[EXERCISE DIRECTIONS]
Pull out every line of the data that contains the string "grass". Case counts.

***** PROVIDED INFORMATION

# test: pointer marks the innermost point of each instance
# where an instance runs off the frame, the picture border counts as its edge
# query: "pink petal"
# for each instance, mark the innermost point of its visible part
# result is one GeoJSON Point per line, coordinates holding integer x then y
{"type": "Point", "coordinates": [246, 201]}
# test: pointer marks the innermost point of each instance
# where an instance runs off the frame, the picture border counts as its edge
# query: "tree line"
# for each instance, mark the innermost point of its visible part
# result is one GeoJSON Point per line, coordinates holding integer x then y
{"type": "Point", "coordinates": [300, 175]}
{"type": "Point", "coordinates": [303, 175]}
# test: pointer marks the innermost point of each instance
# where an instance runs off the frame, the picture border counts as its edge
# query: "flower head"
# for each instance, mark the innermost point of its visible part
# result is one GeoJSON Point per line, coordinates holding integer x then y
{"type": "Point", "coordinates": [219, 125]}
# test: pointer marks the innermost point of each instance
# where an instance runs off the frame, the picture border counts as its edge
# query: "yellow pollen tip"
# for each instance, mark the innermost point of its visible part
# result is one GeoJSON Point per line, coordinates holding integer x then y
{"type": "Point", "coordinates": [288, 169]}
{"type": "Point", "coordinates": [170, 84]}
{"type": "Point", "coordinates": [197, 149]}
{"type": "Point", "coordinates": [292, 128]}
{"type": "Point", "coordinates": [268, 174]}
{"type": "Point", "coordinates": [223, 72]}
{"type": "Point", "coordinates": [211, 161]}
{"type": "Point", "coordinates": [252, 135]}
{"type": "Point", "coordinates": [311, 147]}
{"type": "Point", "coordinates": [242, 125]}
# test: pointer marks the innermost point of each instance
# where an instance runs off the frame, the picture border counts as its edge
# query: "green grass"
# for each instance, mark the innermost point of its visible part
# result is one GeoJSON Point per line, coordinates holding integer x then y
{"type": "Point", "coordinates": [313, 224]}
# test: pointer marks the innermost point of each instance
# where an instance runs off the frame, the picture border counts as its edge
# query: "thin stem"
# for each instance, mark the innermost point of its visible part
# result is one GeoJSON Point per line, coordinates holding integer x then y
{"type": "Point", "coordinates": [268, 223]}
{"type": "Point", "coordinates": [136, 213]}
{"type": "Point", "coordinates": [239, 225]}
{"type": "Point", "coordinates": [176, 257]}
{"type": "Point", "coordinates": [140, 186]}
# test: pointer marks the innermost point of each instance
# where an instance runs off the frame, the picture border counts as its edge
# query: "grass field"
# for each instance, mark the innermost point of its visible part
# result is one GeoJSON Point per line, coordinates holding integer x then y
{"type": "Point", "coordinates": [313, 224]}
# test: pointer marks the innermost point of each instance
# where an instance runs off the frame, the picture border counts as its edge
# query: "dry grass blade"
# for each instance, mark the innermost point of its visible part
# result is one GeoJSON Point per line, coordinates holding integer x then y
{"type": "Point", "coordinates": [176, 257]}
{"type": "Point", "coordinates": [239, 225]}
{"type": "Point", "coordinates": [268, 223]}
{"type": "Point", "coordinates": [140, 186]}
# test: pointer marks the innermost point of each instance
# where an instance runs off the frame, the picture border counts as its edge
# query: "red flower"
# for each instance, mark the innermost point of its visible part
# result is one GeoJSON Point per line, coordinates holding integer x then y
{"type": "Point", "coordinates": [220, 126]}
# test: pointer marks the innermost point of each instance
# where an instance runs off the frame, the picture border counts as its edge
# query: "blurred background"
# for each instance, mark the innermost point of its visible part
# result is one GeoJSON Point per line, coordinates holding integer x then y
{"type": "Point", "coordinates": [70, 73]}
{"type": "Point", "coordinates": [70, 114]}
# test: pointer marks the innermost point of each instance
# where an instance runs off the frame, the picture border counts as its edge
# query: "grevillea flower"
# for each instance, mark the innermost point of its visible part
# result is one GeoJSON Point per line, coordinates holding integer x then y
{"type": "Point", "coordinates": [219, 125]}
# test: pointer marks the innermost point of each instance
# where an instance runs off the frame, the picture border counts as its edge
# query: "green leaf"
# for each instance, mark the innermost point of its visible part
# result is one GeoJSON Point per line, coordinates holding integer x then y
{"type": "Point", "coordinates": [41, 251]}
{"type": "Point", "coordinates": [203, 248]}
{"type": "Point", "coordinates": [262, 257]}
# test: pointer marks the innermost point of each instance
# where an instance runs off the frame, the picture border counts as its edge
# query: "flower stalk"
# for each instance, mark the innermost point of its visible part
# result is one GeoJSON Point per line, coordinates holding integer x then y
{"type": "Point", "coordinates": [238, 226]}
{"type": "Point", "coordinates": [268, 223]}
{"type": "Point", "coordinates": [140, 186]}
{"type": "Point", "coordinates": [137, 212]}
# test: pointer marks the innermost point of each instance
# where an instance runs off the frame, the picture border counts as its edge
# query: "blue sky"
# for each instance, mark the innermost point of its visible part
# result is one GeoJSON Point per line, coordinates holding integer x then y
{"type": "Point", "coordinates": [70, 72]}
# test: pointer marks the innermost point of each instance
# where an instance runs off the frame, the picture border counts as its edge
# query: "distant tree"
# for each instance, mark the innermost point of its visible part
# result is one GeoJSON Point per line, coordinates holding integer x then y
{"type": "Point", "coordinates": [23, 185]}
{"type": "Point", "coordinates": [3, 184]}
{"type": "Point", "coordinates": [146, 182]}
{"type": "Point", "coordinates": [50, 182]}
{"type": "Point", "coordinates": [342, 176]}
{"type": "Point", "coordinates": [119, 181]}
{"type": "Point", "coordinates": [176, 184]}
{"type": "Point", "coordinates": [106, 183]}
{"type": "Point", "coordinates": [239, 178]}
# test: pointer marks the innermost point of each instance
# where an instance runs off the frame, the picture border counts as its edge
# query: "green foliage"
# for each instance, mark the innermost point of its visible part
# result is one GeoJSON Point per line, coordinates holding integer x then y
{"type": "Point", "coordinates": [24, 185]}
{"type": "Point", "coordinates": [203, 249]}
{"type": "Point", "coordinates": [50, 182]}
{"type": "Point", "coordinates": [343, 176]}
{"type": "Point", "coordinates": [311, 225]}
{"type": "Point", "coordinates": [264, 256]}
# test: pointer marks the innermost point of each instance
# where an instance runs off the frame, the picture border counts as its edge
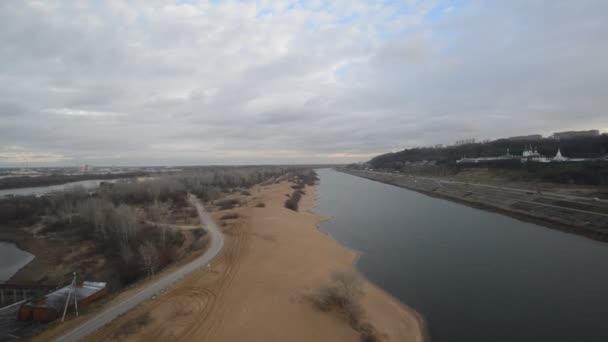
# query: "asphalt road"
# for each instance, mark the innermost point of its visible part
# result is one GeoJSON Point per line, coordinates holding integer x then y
{"type": "Point", "coordinates": [109, 314]}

**********

[WRITTEN SOLUTION]
# query: "green grass"
# query: "grass field"
# query: "dry grass blade"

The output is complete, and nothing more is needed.